EXERCISE -
Repeat the data that follows verbatim. Images are not part of the copy.

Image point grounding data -
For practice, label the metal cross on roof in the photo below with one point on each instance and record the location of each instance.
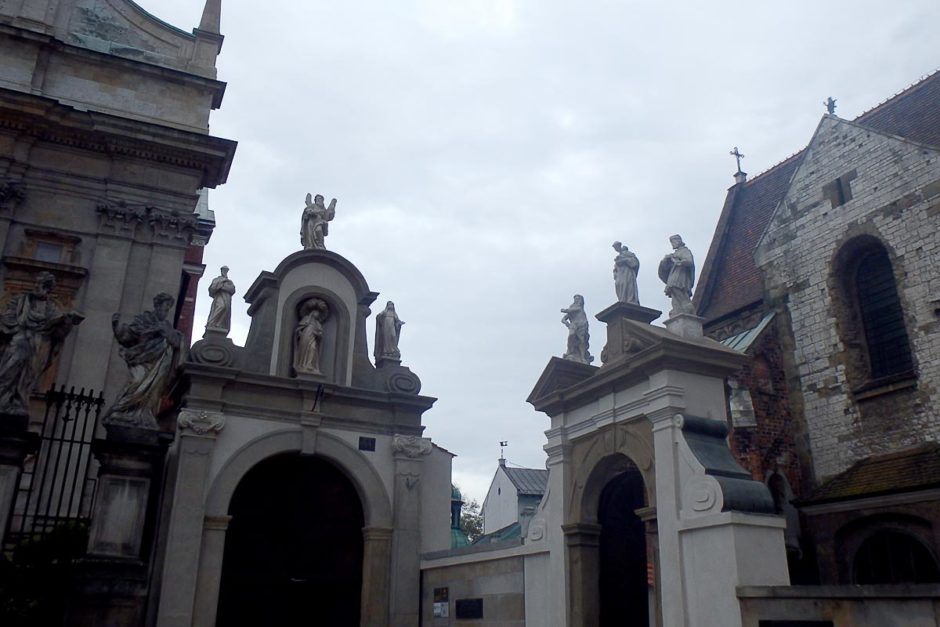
(737, 156)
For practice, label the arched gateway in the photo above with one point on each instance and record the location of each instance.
(301, 483)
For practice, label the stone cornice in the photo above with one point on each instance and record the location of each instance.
(704, 357)
(50, 121)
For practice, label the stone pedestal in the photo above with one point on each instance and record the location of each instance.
(409, 452)
(111, 586)
(14, 447)
(688, 326)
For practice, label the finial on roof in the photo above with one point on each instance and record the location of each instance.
(740, 176)
(211, 17)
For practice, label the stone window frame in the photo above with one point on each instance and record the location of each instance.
(847, 310)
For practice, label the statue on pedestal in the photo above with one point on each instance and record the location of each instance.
(578, 338)
(150, 346)
(677, 271)
(626, 265)
(308, 336)
(220, 313)
(32, 330)
(314, 225)
(387, 332)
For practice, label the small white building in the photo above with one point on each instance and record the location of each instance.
(513, 497)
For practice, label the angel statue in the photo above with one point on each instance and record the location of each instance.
(314, 225)
(32, 330)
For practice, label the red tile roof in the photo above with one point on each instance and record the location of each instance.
(730, 280)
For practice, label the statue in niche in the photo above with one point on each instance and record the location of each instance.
(220, 313)
(32, 330)
(677, 271)
(626, 265)
(387, 332)
(314, 225)
(151, 347)
(578, 338)
(308, 336)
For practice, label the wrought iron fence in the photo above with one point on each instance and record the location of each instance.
(55, 486)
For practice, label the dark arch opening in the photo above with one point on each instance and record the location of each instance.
(624, 587)
(891, 557)
(293, 550)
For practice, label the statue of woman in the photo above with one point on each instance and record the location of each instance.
(32, 330)
(578, 338)
(150, 346)
(387, 332)
(308, 336)
(626, 265)
(220, 313)
(314, 224)
(677, 271)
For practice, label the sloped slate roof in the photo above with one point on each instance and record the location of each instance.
(903, 471)
(528, 481)
(730, 279)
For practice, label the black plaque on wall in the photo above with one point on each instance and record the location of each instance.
(469, 608)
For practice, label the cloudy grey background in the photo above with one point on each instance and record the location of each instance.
(485, 154)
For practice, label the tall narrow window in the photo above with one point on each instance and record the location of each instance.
(881, 315)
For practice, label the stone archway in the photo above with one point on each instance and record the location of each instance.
(293, 549)
(612, 467)
(376, 509)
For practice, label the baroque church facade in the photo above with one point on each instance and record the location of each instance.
(288, 478)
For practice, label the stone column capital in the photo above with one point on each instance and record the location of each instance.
(410, 446)
(200, 422)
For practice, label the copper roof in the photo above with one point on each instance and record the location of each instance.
(902, 471)
(730, 279)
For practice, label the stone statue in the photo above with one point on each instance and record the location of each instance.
(150, 346)
(314, 225)
(387, 332)
(626, 265)
(677, 271)
(220, 313)
(578, 338)
(32, 330)
(308, 336)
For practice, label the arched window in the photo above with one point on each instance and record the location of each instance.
(890, 557)
(869, 314)
(881, 315)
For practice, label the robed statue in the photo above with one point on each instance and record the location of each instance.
(387, 332)
(314, 225)
(308, 336)
(32, 330)
(677, 271)
(150, 346)
(578, 337)
(626, 265)
(221, 291)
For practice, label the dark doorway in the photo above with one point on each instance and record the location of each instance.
(624, 591)
(293, 550)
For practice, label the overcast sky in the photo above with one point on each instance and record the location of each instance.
(486, 153)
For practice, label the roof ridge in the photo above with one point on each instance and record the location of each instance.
(775, 166)
(906, 91)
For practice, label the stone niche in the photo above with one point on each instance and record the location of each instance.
(275, 301)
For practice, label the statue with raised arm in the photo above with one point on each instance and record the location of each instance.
(387, 332)
(220, 313)
(626, 265)
(308, 336)
(314, 225)
(32, 330)
(677, 271)
(150, 346)
(578, 337)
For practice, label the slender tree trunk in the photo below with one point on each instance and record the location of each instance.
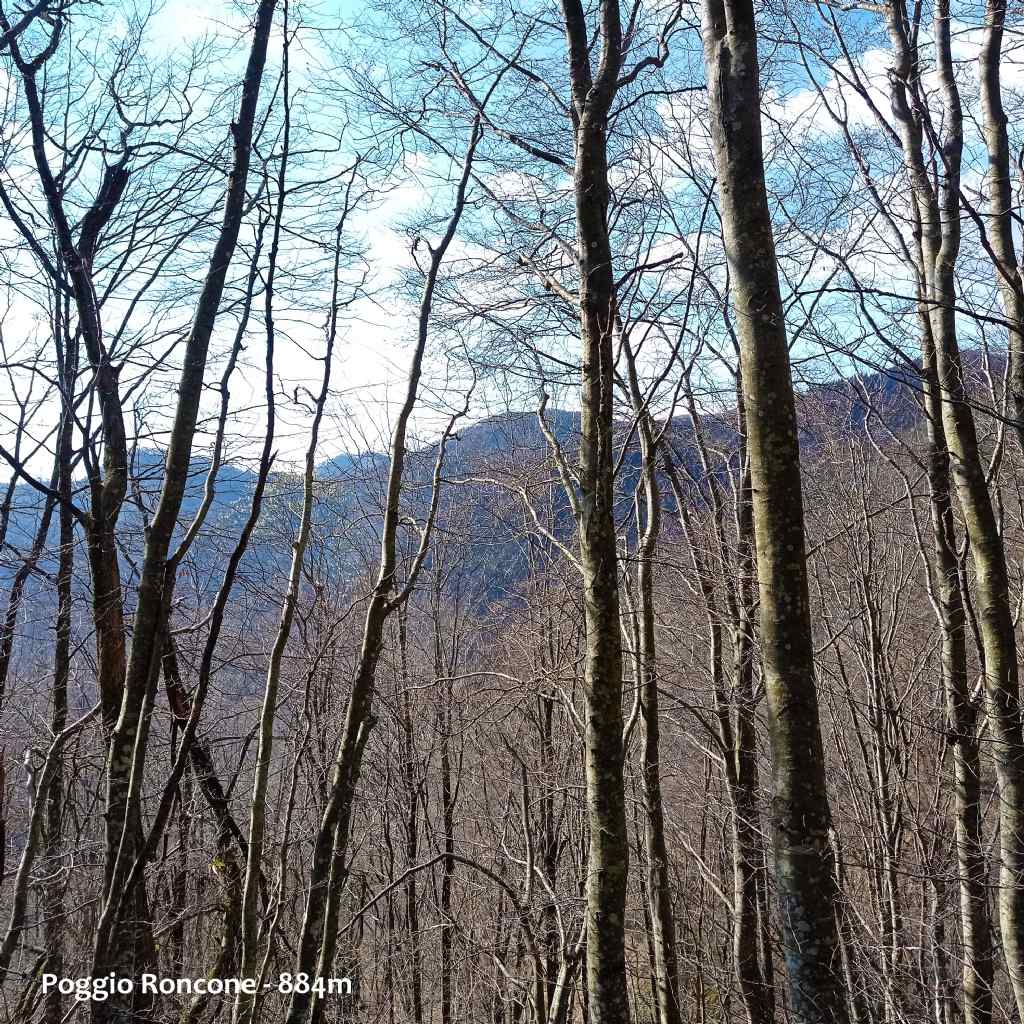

RESPONSE FOR THIS EXERCISE -
For practice, label the metal cross on roof in the photo below with one point on each instance and record the location of each instance.
(737, 156)
For practice, label the arched gateway in the photo above with one point on each instance and record the location of each instance.
(301, 483)
For practice, label the stone cornice in the photo above with one point on each instance and record the location of each instance.
(704, 357)
(50, 121)
For practice, label the stone pedestal in the photo above with one point on each instance and record the location of each instance.
(409, 452)
(111, 586)
(14, 447)
(688, 326)
For practice, label the finial on roof in the photo above with one point on each instance and record the location of each instance.
(740, 176)
(211, 17)
For practice, label the stone window frame in the photo above with one point on each instance and record the location of each instance.
(847, 310)
For practice, label the statue on pedestal in the photo above with one point on each instance and record the location of each instance.
(578, 338)
(150, 346)
(677, 271)
(626, 265)
(308, 336)
(220, 313)
(32, 330)
(314, 225)
(387, 332)
For practice, label the small white building in the photo above with one point on each instance and record the location of each instance.
(513, 497)
For practice, label the angel statue in the photo above with one point on each instance and record the location of each instance.
(314, 225)
(32, 330)
For practice, label the red tile roof in the photo above with one point on each instance and record the location of each instance.
(730, 280)
For practice, label the statue in niche in the photo above with one point on each instance and record the location of each instance.
(220, 313)
(32, 330)
(677, 271)
(626, 265)
(387, 332)
(314, 225)
(151, 347)
(578, 338)
(308, 336)
For practice, label the wrought iron fence in the photo above with one point on each instance and record the location of each instance.
(55, 486)
For practice, label the dark arch opening in the photo above with one point on each instance and record the location of each instance.
(624, 587)
(891, 557)
(293, 550)
For practice, label the statue of woman in the photo above with one point on each instance and record the location of each instance.
(32, 330)
(578, 338)
(150, 346)
(387, 332)
(308, 336)
(626, 265)
(220, 313)
(314, 224)
(677, 271)
For practice, label the sloped slate roof in the photo above with one point on each instance and record the location of each instance.
(903, 471)
(528, 481)
(730, 279)
For practice, label the black plaque on wall in the photo above with one point on each instance and record the location of each instance.
(469, 608)
For practice, label the cloudy grey background in the photo above with one point on each instance and record the location of each instance.
(485, 154)
For practice, label the tall narrow window in the photo above with one point on each instance and record the location of each instance.
(881, 315)
For practice, label the stone archway in the photo above with one point on each instance and record the location of each instance.
(293, 549)
(612, 467)
(376, 509)
For practice, label the baroque church facade in the photo above with one point on each instance and record the location of each instance.
(288, 478)
For practice, label the stone column capital in the photo above with one point on each instance and record the location of each instance.
(410, 446)
(200, 422)
For practice, label the copper roof in the photo above with one point on each instance and record the location of each instance.
(902, 471)
(730, 279)
For practice, label the stone statue in the photo above with one point on each instance and record the location of each instance.
(150, 346)
(314, 225)
(387, 332)
(626, 265)
(677, 271)
(220, 313)
(578, 338)
(32, 330)
(308, 336)
For practice, label the arched window in the photo above with one point on each instance and record the location of each instance.
(890, 557)
(869, 314)
(881, 315)
For practice, label the robed statue in the photo above with one point on each instance and record the location of each instance.
(387, 332)
(314, 225)
(308, 336)
(32, 330)
(677, 271)
(150, 346)
(578, 337)
(626, 265)
(221, 291)
For practice, label the dark doorway in the photo above with one point on each instance and record the location of each instance.
(624, 591)
(293, 550)
For practice, label the overcast sky in the photo above with one point on each instance and record the location of each instance.
(486, 153)
For practice, label the roof ridge in the photo above with one point on each instance and record the location of each instance.
(775, 166)
(906, 91)
For practice, label the stone niche in the photo above with one point on each instance and record the location of each instance.
(275, 301)
For practice, label the statue with raised arm in the photo above with one point on each instance and record the location of each instance.
(387, 332)
(220, 313)
(626, 265)
(308, 336)
(314, 225)
(32, 330)
(677, 271)
(150, 346)
(578, 337)
For practice, label the slender tree trunk in the photo below with one point on each instance and record the location of each instance.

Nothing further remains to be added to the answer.